Source records:

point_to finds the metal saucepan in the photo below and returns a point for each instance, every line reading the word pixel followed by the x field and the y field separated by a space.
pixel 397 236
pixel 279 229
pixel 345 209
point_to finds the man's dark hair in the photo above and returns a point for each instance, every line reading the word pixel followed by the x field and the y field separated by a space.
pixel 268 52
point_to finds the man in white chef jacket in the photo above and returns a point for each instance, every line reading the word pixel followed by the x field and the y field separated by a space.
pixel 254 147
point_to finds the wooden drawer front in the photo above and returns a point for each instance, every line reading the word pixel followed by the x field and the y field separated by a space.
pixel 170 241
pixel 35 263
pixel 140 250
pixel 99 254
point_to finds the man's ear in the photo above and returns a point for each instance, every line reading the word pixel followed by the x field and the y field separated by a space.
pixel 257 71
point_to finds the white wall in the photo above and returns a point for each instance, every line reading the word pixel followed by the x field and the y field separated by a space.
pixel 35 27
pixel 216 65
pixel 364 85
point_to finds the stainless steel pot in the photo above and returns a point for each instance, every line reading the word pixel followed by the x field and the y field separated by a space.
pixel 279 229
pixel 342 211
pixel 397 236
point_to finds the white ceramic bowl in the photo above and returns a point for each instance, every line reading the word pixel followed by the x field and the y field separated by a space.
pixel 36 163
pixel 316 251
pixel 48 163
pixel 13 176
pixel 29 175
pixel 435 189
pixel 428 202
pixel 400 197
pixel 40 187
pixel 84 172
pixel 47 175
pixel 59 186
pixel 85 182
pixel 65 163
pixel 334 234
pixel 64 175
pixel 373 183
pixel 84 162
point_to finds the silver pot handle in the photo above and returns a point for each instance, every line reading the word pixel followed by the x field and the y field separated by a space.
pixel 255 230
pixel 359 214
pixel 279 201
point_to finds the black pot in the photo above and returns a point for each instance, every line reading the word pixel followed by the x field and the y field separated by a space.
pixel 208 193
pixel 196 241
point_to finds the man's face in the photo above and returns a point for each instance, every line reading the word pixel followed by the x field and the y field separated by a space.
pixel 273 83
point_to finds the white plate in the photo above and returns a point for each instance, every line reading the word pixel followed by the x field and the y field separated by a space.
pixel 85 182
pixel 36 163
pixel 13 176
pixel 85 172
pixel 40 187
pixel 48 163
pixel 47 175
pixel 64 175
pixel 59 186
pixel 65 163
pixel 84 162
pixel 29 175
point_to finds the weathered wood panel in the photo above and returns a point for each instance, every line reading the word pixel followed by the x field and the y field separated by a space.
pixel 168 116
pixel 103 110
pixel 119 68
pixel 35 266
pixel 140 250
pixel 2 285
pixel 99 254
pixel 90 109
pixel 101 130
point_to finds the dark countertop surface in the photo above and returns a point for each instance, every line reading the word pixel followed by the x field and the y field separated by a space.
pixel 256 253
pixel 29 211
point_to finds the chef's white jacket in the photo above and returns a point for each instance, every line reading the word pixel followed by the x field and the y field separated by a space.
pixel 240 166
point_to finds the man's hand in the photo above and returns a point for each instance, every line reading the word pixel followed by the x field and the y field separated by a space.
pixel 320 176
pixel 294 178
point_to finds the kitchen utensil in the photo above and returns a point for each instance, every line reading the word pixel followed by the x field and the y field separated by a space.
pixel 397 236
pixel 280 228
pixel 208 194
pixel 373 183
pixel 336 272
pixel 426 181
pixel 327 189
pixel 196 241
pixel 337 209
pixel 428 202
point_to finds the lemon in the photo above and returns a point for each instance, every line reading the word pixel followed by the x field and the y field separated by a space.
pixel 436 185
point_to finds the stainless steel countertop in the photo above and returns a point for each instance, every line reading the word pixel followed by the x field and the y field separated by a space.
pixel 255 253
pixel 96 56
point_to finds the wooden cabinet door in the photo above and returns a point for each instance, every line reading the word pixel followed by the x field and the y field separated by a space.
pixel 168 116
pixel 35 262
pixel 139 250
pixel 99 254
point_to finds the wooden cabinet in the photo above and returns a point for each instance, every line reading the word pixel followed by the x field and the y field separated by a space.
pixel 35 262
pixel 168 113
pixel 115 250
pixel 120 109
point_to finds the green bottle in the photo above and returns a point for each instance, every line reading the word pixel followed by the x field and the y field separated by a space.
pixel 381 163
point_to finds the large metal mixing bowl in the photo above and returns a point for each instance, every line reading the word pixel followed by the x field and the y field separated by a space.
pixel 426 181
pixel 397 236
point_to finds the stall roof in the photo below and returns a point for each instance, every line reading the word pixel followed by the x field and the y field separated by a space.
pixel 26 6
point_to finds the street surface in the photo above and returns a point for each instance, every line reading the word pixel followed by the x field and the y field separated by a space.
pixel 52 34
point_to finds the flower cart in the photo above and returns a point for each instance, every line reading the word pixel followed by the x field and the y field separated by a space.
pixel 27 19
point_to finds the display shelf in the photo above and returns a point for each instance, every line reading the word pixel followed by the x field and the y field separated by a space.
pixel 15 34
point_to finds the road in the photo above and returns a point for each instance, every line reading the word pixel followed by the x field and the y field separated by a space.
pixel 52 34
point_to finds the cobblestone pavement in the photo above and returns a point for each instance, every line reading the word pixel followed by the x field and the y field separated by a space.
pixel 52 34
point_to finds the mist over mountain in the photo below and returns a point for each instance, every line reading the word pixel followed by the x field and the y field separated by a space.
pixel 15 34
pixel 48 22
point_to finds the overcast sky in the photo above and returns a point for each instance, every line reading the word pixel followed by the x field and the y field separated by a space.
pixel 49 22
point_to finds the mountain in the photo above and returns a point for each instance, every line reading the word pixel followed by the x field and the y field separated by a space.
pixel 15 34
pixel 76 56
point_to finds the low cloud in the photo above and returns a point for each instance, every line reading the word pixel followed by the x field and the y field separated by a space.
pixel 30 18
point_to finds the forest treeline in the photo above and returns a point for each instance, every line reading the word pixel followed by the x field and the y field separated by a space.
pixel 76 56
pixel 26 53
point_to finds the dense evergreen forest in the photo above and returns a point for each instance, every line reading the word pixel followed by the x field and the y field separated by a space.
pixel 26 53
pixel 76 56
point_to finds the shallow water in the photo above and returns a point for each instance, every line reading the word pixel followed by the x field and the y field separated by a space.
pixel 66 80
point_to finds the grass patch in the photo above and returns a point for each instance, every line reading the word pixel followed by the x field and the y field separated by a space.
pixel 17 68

=== INSTRUCTIONS TO FOLLOW ===
Word for word, restate the entries that appear above.

=== ANSWER TO THIS PROBLEM ===
point_to finds the metal saucepan in the photo below and returns a point for each instance, every line reading the word pixel followed by the x field and the y field separated by a space.
pixel 397 236
pixel 279 229
pixel 345 209
point_to finds the man's dark hair in the photo above and returns a point for each instance, every line reading the word pixel followed by the x field and the y field separated by a space.
pixel 268 52
point_to finds the man in white chef jacket in the photo above and returns a point for each instance, every line reading the word pixel followed by the x field and the y field separated by a space.
pixel 254 147
point_to finds the wooden drawer front in the photo above and returns a point for each instance, every line reading the word pixel followed by the x field and the y field separated by a space.
pixel 170 241
pixel 35 263
pixel 140 250
pixel 99 254
point_to finds the man's ear in the photo above and returns a point for each instance, every line reading the word pixel followed by the x field and the y field separated by a space.
pixel 257 71
point_to finds the white wall in the photo above and returns a point for each instance, every line reading the word pixel followed by the x field and the y field separated by a space.
pixel 35 27
pixel 216 65
pixel 364 85
point_to finds the stainless steel pot in the photo above and returns a point for each instance, every line reading the word pixel followed by the x field and the y field separated by a space.
pixel 279 229
pixel 342 211
pixel 397 236
point_to finds the white ceramic bowl in the photo above and returns a point for each instance, every line reading the word pixel followed by the x field and the y field separated by a space.
pixel 36 163
pixel 316 251
pixel 48 163
pixel 13 176
pixel 29 175
pixel 435 189
pixel 428 202
pixel 400 197
pixel 40 187
pixel 84 172
pixel 47 175
pixel 59 186
pixel 85 182
pixel 65 163
pixel 334 234
pixel 64 175
pixel 373 183
pixel 84 162
point_to finds the silver pot handle in the photo above and returns a point for each instance, every line reading the word pixel followed by the x field and the y field separated by a space.
pixel 255 230
pixel 359 214
pixel 279 201
point_to finds the black pot in the photo above and returns a point for each instance, every line reading the word pixel followed by the x field and the y field separated by a space.
pixel 208 193
pixel 196 241
point_to finds the man's face in the photo above and returns a point for each instance, every line reading the word pixel followed by the x field and the y field separated by a space.
pixel 273 83
point_to finds the white plate in the photo above and returns a point for each instance, every line reading the word pixel followed by the x field and the y field separated by a space.
pixel 85 182
pixel 36 163
pixel 13 176
pixel 85 172
pixel 40 187
pixel 48 163
pixel 47 175
pixel 64 175
pixel 59 186
pixel 65 163
pixel 84 162
pixel 29 175
point_to finds the weathered wood panel in the photo above and returns a point for each instance, every line reading the word pixel followed by the x field and the y field separated by a space.
pixel 168 116
pixel 103 110
pixel 119 68
pixel 35 266
pixel 140 250
pixel 2 285
pixel 99 254
pixel 90 109
pixel 101 130
point_to finds the dark countertop surface in the photo above and returns a point for each instance, every line reading the word pixel followed by the x field and the y field separated by a space.
pixel 256 253
pixel 29 211
point_to finds the chef's white jacket in the photo above and returns a point for each instance, every line reading the word pixel followed by the x field and the y field separated by a space.
pixel 240 166
point_to finds the man's hand in the photo above and returns a point for each instance, every line reading the word pixel followed by the x field and the y field separated by a space.
pixel 320 176
pixel 294 178
point_to finds the kitchen utensil in the photo above and returns a point for each instance, every line reading the word pixel followed by the x field and the y field separated by a space.
pixel 397 236
pixel 280 228
pixel 208 194
pixel 373 183
pixel 336 272
pixel 426 181
pixel 327 189
pixel 196 241
pixel 337 209
pixel 428 202
point_to finds the lemon in the photo above and returns a point for each instance, every line reading the word pixel followed by the x field and the y field separated by a space.
pixel 436 185
point_to finds the stainless steel countertop in the photo above and returns a point for each instance, every line reading the word pixel followed by the x field and the y field separated by a space.
pixel 255 253
pixel 96 56
point_to finds the wooden cabinet door in the photo above and returns a point for each instance, every line reading the word pixel followed by the x field and the y field separated by a space.
pixel 168 116
pixel 35 262
pixel 139 250
pixel 99 254
point_to finds the wooden cabinet in the photo above and returns a point for each instance, every line reading the word pixel followed by the x field and the y field separated by a space.
pixel 35 262
pixel 168 113
pixel 115 250
pixel 120 109
point_to finds the green bottle in the photo above and returns a point for each instance, every line reading the word pixel followed by the x field and the y field separated by a space.
pixel 381 163
point_to finds the large metal mixing bowl in the photo above and returns a point for each instance, every line reading the word pixel followed by the x field and the y field separated by a space.
pixel 426 181
pixel 397 236
point_to finds the stall roof in the photo below and returns a point for each instance, every line reading the word pixel followed by the x field and the y field separated by a space.
pixel 26 6
point_to finds the street surface in the photo above and returns a point for each instance, every line reading the word pixel followed by the x field and the y field separated by a space.
pixel 52 34
point_to finds the flower cart in the photo above and returns a point for each instance, every line reading the word pixel followed by the x field and the y field separated by a space.
pixel 27 19
point_to finds the display shelf in the photo above and returns a point for each instance, every line reading the word pixel followed by the x field and the y field separated by a space.
pixel 15 34
point_to finds the road in the photo above and returns a point for each instance, every line reading the word pixel followed by the x field and the y field separated by a space.
pixel 52 34
point_to finds the cobblestone pavement in the photo above and returns a point for each instance, every line reading the word pixel followed by the x field and the y field separated by a space.
pixel 52 34
point_to finds the mist over mountain in the photo below and returns a point for each instance, every line reading the word pixel followed by the x field and the y field separated by a space.
pixel 15 34
pixel 48 22
point_to finds the overcast sky in the photo above and returns a point for each instance, every line reading the word pixel followed by the x field and the y field separated by a space.
pixel 49 22
point_to finds the mountain in the photo above and returns a point for each instance, every line reading the word pixel followed by the x field and the y field separated by a space.
pixel 15 34
pixel 76 56
point_to finds the low cloud in the photo above and returns a point for each instance, every line reading the word pixel followed by the x field and the y field separated by a space.
pixel 30 18
point_to finds the forest treeline in the photo above and returns a point for each instance, every line reading the word pixel followed by the x field and the y field separated by a space.
pixel 76 56
pixel 26 53
point_to finds the dense evergreen forest in the photo above and returns a point for each instance, every line reading the word pixel followed by the x field and the y field separated by a space.
pixel 26 53
pixel 76 56
point_to finds the shallow water in the photo above and returns a point for each instance, every line reading the word pixel followed by the x field and the y field separated by a space.
pixel 66 80
point_to finds the grass patch in the photo above and returns a point for each instance, every line reading the word pixel followed by the x field and the y field separated by a space.
pixel 17 68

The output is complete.